═══ Dataset records
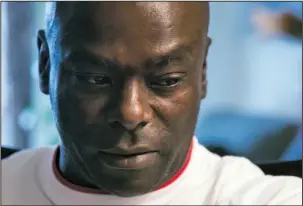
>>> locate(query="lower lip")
[100,152,157,169]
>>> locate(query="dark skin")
[38,2,210,197]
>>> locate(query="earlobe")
[201,37,211,99]
[37,30,50,94]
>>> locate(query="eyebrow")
[65,45,193,68]
[144,45,193,66]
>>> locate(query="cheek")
[160,85,200,134]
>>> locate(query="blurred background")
[1,2,302,162]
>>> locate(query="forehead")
[54,2,207,63]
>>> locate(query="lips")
[99,150,158,169]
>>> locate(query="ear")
[37,30,50,94]
[201,37,211,99]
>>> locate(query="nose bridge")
[115,78,151,130]
[121,78,143,114]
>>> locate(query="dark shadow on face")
[38,2,209,196]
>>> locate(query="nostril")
[138,122,147,127]
[109,121,122,129]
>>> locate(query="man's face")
[40,2,208,196]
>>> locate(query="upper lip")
[101,147,156,156]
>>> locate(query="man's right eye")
[76,74,113,87]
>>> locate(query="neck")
[53,142,193,194]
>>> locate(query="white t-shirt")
[1,139,302,205]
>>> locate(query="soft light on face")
[39,2,208,196]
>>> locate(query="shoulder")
[216,156,302,205]
[1,147,54,172]
[1,148,54,204]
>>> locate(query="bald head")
[46,2,209,49]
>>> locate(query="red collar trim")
[52,142,193,194]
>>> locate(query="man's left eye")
[150,78,181,87]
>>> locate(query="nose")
══════
## Task requirements
Copy the listing above word for word, omitting the picture.

## Answer
>>> locate(query="lower lip")
[100,152,157,169]
>>> locate(query="dark skin")
[38,2,210,197]
>>> locate(query="earlobe")
[201,37,211,99]
[37,30,50,94]
>>> locate(query="eyebrow")
[65,45,193,68]
[144,45,193,66]
>>> locate(query="cheek")
[160,85,200,134]
>>> locate(query="blurred background")
[1,2,302,162]
>>> locate(query="forehead")
[54,2,207,63]
>>> locate(query="lips")
[99,150,158,169]
>>> locate(query="ear")
[37,30,50,94]
[201,37,211,99]
>>> locate(query="nose bridge")
[115,78,151,130]
[121,78,143,114]
>>> locate(query="dark shadow on face")
[38,2,209,196]
>>> locate(query="nostril")
[138,122,147,127]
[109,121,122,129]
>>> locate(query="man's face")
[40,2,208,196]
>>> locate(query="upper lip")
[101,147,156,156]
>>> locate(query="man's right eye")
[76,74,113,87]
>>> locate(query="neck")
[53,142,193,194]
>>> locate(query="white t-shirt")
[1,139,302,205]
>>> locate(query="soft light on face")
[39,2,208,196]
>>> locate(query="shoulder")
[216,156,302,205]
[1,147,54,172]
[1,148,54,204]
>>> locate(query="bald head")
[46,2,209,49]
>>> locate(query="red collar trim")
[52,142,193,194]
>>> locate(query="man's left eye")
[150,78,181,87]
>>> locate(query="nose")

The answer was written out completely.